(SUPPLIED PASSAGE)
Historical features — Important historical features include whether the visual loss affected one or both eyes, the duration of the episode, and a specific description of the symptoms.
Monocular versus binocular — It is important, but often difficult, to establish whether the visual loss was monocular or binocular. Transient monocular visual loss (TMVL) implies a disorder anterior to the optic chiasm (ie, the eye or the optic nerve); possibilities include ocular disease as well as ischemia due to ipsilateral carotid artery disease. Transient binocular visual loss (TBVL) suggests a more posterior process, involving the optic chiasm, tracts, or radiations, or the visual cortex.
Patients with homonymous visual field defects often report monocular visual loss and attribute it to the eye with the temporal field cut. The patient should be asked specifically whether each eye was alternately covered during the attack. Impairment of reading suggests that the visual loss was binocular rather than monocular . In practice, many patients are not able to state definitively whether the episode affected one or both eyes . When the history is unclear, the clinician should assume that either a monocular or binocular etiology is possible.
Duration — Transient visual obscurations due to papilledema typically last seconds. Thromboembolic events from carotid disease or elsewhere generally last 1 to 15 minutes and only rarely an hour or more [6-8]. Migraine aura typically lasts 10 to 30 minutes.
Description of visual symptoms — TVL from any cause can be described as mild blurring or fogging to complete blackness and may involve a part of or all of the visual field. As an example, patients with ocular ischemia may lose the upper or lower half of vision, the temporal or nasal aspect of vision, small areas of vision centrally or paracentrally, and the entire visual field [6,9,10]. TMVL descending over the field of vision (like a curtain or shade) or, less commonly, ascending from below, is highly suggestive of retinal ischemia [6,9,10].
(End SUPPLIED PASSAGE)
(RECORDS)
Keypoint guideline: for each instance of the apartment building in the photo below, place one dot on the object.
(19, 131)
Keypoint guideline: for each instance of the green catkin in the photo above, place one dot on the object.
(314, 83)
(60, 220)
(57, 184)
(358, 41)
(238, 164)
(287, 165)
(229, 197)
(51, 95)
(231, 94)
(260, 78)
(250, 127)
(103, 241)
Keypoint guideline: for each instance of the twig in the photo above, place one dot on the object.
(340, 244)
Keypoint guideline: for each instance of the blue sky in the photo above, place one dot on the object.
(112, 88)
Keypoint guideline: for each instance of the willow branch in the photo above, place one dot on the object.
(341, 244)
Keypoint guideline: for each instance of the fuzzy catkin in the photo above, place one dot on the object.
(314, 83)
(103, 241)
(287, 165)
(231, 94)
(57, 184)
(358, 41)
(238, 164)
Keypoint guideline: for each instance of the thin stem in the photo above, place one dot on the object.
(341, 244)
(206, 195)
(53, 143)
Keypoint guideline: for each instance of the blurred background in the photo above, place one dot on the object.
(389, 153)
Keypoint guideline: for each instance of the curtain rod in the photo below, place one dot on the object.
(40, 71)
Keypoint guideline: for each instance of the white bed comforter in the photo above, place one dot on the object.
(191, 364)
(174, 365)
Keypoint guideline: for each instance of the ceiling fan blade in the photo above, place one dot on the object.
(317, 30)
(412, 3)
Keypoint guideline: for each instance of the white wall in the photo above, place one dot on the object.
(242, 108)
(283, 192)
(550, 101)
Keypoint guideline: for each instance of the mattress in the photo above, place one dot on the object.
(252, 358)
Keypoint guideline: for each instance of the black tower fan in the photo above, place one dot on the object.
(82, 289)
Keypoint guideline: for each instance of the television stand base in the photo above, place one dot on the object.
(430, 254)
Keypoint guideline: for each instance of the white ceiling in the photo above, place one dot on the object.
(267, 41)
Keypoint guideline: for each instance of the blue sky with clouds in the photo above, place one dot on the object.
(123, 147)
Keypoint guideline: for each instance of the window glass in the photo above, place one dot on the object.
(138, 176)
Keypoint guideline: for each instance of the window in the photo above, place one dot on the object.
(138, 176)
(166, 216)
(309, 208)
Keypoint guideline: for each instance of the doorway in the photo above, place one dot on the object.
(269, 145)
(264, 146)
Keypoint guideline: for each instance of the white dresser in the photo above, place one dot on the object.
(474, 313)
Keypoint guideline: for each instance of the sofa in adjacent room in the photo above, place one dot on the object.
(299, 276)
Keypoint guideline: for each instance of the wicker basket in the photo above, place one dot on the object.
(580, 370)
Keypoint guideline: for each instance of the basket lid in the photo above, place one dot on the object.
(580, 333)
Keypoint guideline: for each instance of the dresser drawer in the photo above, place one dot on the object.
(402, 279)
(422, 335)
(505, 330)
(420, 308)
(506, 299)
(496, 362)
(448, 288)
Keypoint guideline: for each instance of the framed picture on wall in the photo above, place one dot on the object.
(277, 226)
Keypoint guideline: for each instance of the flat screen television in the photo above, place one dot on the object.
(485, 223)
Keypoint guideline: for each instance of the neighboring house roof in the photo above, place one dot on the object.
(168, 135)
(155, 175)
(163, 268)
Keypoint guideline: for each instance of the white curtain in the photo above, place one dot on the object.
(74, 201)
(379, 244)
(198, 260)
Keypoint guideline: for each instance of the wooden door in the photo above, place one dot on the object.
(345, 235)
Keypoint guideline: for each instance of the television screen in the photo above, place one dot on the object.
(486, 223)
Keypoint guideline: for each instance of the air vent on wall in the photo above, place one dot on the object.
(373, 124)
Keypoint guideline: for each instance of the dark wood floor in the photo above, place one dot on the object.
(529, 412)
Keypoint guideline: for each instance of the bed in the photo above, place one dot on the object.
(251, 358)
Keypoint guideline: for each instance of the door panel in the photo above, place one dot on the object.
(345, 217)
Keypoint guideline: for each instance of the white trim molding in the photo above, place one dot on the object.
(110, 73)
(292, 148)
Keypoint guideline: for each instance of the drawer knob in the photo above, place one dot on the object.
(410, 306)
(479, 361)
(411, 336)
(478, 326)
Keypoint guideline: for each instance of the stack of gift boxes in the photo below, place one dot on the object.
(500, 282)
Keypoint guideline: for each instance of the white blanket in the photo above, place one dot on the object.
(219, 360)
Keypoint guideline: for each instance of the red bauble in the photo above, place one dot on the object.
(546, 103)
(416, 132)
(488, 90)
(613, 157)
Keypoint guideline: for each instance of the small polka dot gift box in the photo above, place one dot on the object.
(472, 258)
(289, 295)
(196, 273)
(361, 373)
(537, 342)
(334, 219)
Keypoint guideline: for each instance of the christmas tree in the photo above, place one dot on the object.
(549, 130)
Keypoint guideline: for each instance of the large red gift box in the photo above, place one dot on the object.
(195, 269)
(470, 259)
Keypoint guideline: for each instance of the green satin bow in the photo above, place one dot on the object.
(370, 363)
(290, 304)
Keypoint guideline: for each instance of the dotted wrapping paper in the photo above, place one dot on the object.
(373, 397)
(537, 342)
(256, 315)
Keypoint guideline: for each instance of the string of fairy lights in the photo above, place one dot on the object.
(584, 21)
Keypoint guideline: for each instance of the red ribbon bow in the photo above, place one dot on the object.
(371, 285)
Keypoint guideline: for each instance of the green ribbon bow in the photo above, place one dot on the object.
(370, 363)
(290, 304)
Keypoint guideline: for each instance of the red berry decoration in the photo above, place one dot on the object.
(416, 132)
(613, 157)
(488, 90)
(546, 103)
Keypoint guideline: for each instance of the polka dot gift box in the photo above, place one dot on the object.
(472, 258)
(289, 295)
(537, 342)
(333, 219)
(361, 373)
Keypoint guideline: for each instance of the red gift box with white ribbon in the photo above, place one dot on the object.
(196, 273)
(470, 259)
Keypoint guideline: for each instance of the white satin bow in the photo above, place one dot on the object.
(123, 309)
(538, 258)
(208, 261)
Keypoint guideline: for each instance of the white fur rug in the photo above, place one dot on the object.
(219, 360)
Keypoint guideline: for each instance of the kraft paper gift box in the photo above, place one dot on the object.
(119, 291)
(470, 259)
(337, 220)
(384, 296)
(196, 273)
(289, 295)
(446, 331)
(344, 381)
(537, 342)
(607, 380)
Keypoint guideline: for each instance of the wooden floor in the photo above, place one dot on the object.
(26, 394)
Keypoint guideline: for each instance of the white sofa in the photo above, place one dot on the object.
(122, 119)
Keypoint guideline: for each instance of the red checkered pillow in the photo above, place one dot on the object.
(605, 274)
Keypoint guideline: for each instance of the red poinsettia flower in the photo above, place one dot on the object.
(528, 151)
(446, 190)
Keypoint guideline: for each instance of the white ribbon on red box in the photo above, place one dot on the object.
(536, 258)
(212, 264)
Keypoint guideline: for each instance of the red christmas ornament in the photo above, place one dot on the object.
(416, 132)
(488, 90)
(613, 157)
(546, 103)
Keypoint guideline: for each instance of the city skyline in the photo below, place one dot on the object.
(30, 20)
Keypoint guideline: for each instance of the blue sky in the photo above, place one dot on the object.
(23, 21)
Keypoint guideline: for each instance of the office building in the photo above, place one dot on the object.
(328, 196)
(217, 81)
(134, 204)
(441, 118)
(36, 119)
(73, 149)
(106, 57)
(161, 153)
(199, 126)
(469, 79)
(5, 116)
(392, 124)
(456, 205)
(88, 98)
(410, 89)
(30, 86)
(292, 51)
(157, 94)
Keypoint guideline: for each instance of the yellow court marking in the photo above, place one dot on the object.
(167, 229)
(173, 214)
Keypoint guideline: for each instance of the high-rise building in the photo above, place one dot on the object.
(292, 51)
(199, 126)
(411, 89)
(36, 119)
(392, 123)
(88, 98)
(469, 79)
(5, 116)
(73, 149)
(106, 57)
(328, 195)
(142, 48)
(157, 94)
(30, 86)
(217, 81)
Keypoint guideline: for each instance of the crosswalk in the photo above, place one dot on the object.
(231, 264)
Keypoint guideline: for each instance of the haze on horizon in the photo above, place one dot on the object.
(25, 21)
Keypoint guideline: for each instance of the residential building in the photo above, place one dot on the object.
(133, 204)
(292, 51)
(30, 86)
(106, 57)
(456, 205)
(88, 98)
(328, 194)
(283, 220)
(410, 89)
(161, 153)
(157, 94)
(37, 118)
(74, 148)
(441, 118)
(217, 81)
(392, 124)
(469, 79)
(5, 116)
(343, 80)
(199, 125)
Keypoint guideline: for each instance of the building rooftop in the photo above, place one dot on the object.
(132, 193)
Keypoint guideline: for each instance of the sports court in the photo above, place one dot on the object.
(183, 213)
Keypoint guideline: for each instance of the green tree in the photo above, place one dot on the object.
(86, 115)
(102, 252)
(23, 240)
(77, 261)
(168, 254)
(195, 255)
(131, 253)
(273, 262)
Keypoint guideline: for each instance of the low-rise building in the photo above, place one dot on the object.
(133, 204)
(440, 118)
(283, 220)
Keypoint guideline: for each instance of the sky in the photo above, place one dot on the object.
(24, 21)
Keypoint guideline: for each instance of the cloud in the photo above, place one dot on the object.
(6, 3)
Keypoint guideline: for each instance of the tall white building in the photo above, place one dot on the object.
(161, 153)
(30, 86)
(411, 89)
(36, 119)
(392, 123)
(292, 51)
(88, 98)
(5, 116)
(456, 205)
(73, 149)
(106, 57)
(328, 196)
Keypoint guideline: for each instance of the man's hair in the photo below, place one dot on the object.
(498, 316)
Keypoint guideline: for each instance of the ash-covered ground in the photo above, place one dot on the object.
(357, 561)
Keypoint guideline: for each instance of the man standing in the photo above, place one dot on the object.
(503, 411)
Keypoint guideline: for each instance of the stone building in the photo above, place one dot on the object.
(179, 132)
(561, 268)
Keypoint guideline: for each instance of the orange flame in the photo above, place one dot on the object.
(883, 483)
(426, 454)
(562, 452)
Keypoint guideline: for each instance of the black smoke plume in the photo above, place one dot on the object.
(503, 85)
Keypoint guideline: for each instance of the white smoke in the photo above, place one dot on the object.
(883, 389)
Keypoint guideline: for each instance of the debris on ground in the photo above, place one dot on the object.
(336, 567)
(End RECORDS)
DIRECTIONS
A. Return the passage on transient visual loss from "Duration — Transient" to "to 30 minutes.", copying it word for word.
B. Take the passage on transient visual loss further, picking up right after its final sentence.
You can set the data records aside, as none of this work depends on them.

RESPONSES IN ORDER
A.
Duration — Transient visual obscurations due to papilledema typically last seconds. Thromboembolic events from carotid disease or elsewhere generally last 1 to 15 minutes and only rarely an hour or more [6-8]. Migraine aura typically lasts 10 to 30 minutes.

B.
Positive visual phenomena, such as photopsias or scintillations that march across the visual field, suggest migraine as the most likely diagnosis. Seizures affecting visual cortex often involve positive visual symptoms but are typically maximal at onset and lack the evolution or build-up characteristic of migraine. While the visual symptoms produced by retinal ischemia are usually "negative" (eg, shaded, black, blurred), positive symptoms are also known to occur in this setting [6,11,12]. Similarly, migraine can produce visual loss without scintillations [13,14]. Patients who experience intermittent hyphema (hemorrhage within the anterior chamber) may remark that the visual field appears red (erythropsia) during the episodes .
Precipitating factors — Severe carotid occlusive disease has been associated with dimming of vision in one eye after exposure to bright light (retinal claudication) [6,12,16-18]. Alternating TVL to bright light has also been described in two patients with giant cell arteritis (GCA) . Other retinal diseases (eg, photoreceptor dystrophy, macular degeneration) are also associated with transient worsening of vision in bright light. The mechanism is believed to be related to an ischemia-induced delay in regenerating visual pigments in the photoreceptors .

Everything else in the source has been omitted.